EXTRACTO DEL DOCUMENTO =
****************

In [1]:
import os
import torch
from torch.utils.data import Dataset, DataLoader
from torchvision import transforms
from PIL import Image
import torch.nn as nn
import torch.optim as optim

## Definimos la clase Dataset 

In [2]:
class CustomImageDataset(Dataset):
    def __init__(self, directory, transform=None):
        self.directory = directory
        self.transform = transform
        self.image_paths = []
        self.labels = []
        
        # Obtener las clases (subdirectorios) y asignar un número
        self.class_names = sorted(os.listdir(directory))
        self.class_to_idx = {class_name: idx for idx, class_name in enumerate(self.class_names)}
        
        # Recorremos las carpetas y archivos
        for class_name in self.class_names:
            class_path = os.path.join(directory, class_name)
            if os.path.isdir(class_path):
                for file_name in os.listdir(class_path):
                    if file_name.endswith(('.jpg', '.png')):  # Filtra los tipos de archivo
                        self.image_paths.append(os.path.join(class_path, file_name))
                        self.labels.append(self.class_to_idx[class_name])
    
    def __len__(self):
        return len(self.image_paths)

****************

MATERIAL =

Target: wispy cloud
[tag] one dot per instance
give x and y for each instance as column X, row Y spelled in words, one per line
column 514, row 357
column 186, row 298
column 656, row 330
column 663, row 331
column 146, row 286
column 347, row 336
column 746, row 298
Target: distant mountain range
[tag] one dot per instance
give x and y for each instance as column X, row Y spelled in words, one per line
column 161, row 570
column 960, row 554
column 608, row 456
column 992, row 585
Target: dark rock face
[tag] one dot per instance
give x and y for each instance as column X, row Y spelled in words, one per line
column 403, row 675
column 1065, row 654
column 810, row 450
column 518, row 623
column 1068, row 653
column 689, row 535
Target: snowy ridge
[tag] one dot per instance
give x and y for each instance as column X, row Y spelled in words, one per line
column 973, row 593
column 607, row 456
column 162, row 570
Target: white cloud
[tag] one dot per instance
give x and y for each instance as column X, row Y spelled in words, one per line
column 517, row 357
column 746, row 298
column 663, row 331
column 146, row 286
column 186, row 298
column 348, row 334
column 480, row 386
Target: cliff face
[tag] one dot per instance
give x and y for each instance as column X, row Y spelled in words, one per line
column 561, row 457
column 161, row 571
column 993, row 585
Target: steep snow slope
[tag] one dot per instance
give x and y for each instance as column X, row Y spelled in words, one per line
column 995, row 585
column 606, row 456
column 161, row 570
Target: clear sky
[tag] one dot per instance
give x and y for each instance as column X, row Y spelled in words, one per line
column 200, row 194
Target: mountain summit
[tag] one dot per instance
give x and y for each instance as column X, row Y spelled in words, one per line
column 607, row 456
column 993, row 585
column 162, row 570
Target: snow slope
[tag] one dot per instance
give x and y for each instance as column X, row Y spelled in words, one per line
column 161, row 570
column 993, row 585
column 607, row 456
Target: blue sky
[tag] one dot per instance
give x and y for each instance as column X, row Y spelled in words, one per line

****************

QUÉ DEBES HACER =
Copia del extracto el tramo que va desde "# Recorremos las" hasta "return len(self.image_paths)" y cambia "class_path" por "ruta_clase" en cada lugar donde aparezca.

RESPUESTA ESCRITA =
# Recorremos las carpetas y archivos
        for class_name in self.class_names:
            ruta_clase = os.path.join(directory, class_name)
            if os.path.isdir(ruta_clase):
                for file_name in os.listdir(ruta_clase):
                    if file_name.endswith(('.jpg', '.png')):  # Filtra los tipos de archivo
                        self.image_paths.append(os.path.join(ruta_clase, file_name))
                        self.labels.append(self.class_to_idx[class_name])
    
    def __len__(self):
        return len(self.image_paths)